Image-grounded pointing data:
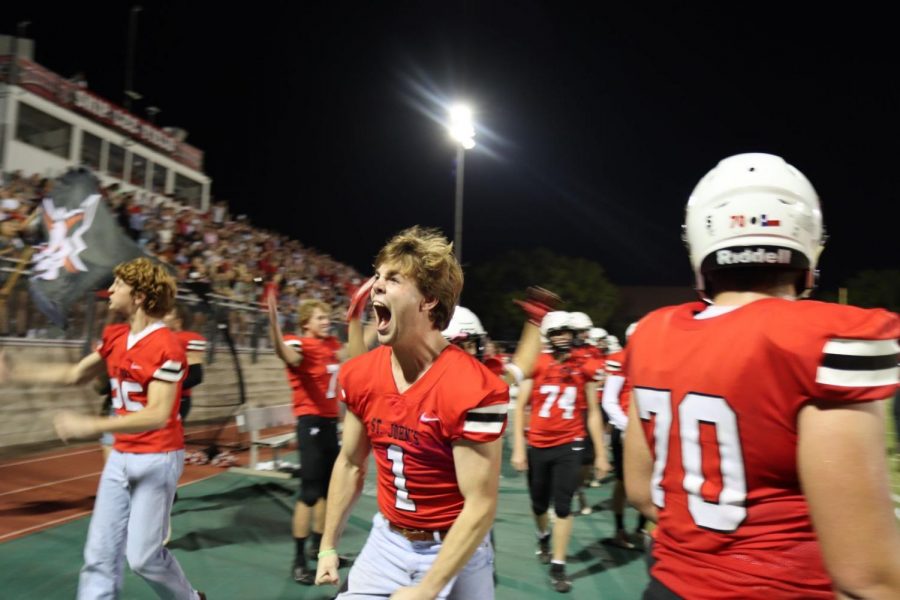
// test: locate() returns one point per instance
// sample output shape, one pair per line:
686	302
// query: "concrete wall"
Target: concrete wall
26	412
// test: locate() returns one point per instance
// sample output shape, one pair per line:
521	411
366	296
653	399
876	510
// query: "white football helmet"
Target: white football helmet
629	330
580	321
596	335
612	344
557	319
754	209
464	323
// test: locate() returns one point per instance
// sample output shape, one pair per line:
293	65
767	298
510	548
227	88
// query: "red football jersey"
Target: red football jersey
719	399
133	361
192	342
495	365
412	433
314	380
615	366
112	352
557	401
586	352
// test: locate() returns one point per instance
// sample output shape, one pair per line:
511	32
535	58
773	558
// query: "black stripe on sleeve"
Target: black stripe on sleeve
846	362
486	417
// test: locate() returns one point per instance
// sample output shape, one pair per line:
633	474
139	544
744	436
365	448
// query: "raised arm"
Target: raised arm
290	356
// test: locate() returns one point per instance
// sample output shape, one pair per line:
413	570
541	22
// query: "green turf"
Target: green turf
232	536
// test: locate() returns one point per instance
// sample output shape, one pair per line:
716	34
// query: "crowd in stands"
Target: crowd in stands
241	263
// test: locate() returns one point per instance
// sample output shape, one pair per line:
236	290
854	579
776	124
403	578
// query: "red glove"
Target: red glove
538	302
359	300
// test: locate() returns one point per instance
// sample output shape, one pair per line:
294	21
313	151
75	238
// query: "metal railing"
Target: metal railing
211	315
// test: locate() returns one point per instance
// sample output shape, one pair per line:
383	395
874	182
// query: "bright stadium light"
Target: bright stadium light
462	130
461	127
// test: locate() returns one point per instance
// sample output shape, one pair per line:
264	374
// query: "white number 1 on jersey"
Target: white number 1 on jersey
395	455
332	382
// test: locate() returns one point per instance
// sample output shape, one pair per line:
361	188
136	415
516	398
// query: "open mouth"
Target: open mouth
382	317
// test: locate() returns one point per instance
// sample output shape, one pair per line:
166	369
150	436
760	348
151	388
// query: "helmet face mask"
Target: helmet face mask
754	210
554	323
561	340
465	330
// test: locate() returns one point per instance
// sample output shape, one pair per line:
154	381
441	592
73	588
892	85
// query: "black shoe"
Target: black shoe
304	575
543	551
560	582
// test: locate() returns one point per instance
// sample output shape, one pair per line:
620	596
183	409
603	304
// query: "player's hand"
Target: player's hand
359	300
4	368
538	302
519	460
601	467
411	593
326	571
272	305
71	425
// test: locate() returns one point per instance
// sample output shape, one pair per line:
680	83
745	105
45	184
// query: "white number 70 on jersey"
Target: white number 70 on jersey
728	510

#### Directions for this task
Without including any picture, print all of the entries above exactly.

#### Problem solution
// test: locate() returns one point per instance
// sample output shape, one pair per line:
686	302
// query: "concrete wall"
Target: concrete wall
26	412
// test: locate() returns one point per instance
// sample output shape, one pair per line:
521	411
366	296
653	399
876	510
// query: "white football helmet"
Target: white football helmet
629	330
580	321
596	335
612	344
557	319
754	209
464	323
// test: locate() returns one point per instance
// sample output shape, one pair per line:
293	65
767	298
510	548
227	88
// query: "red football jersey"
Target: red football jersey
719	399
133	361
192	342
495	365
412	433
314	380
615	366
112	352
557	401
586	352
// test: locate() returns one point per instance
// sample output shape, one pair per line:
511	32
535	58
773	558
// query: "black stripe on sleeve"
Target: black stripe on sleeve
846	362
486	417
// test: locate() returns one point per instance
// sample output shape, one pair per line:
633	474
139	544
744	436
365	448
// query: "raised arm"
Target: raised arm
290	356
// test: locate() returns one point per instance
// sample output shape, one pair per line:
413	570
541	22
// query: "green turf"
Target: green turf
232	536
// test: locate() returns one point per instance
// sample output shape, one pair per line:
716	34
// query: "crowd in stands"
Target: crowd in stands
241	263
// test: locate() returns one point per instance
// sample output shape, one pair per line:
236	290
854	579
776	124
403	578
// query: "red glove"
Target: red glove
538	302
359	300
// test: locate() returns one point per instance
// sample output shape, one pair per line:
294	21
313	151
75	238
// query: "metal railing"
Target: metal railing
211	315
// test: locate() returns one point per instance
// sample output shape, one pair per line:
383	395
874	182
// query: "bright stadium light"
Target: bright stadium light
462	130
461	127
// test: locate() returns one point per instance
// sample output shape, one pair per line:
264	374
// query: "white number 1 on jersey"
Target: white number 1 on jersey
395	455
332	382
// test: locate() returns one point per instance
// sample output shape, one pair per line:
361	188
136	415
516	398
// query: "open mouth"
Target: open mouth
382	317
// test: locate() returns one point per instance
// sample output shape, one pair per line:
166	369
150	436
760	348
151	388
// query: "helmet face mask"
Target: helmet face mask
754	210
554	323
561	340
465	330
// test: locate() returns one point per instance
// sample output shape, one pair per line:
154	381
441	592
73	588
892	85
// query: "black shoe"
Target: black shoe
304	575
543	551
560	582
// test: locate() returns one point per instance
// sample output shape, one pair per line:
620	596
183	409
603	304
// query: "player's hand"
Target: player's hand
359	300
4	368
538	302
519	460
601	467
411	593
326	571
272	305
71	425
// test: locate() returns one point per instance
// sample output shape, one pair per line:
680	83
745	105
45	184
// query: "white number 70 on jersey"
Target: white number 70 on jersey
728	510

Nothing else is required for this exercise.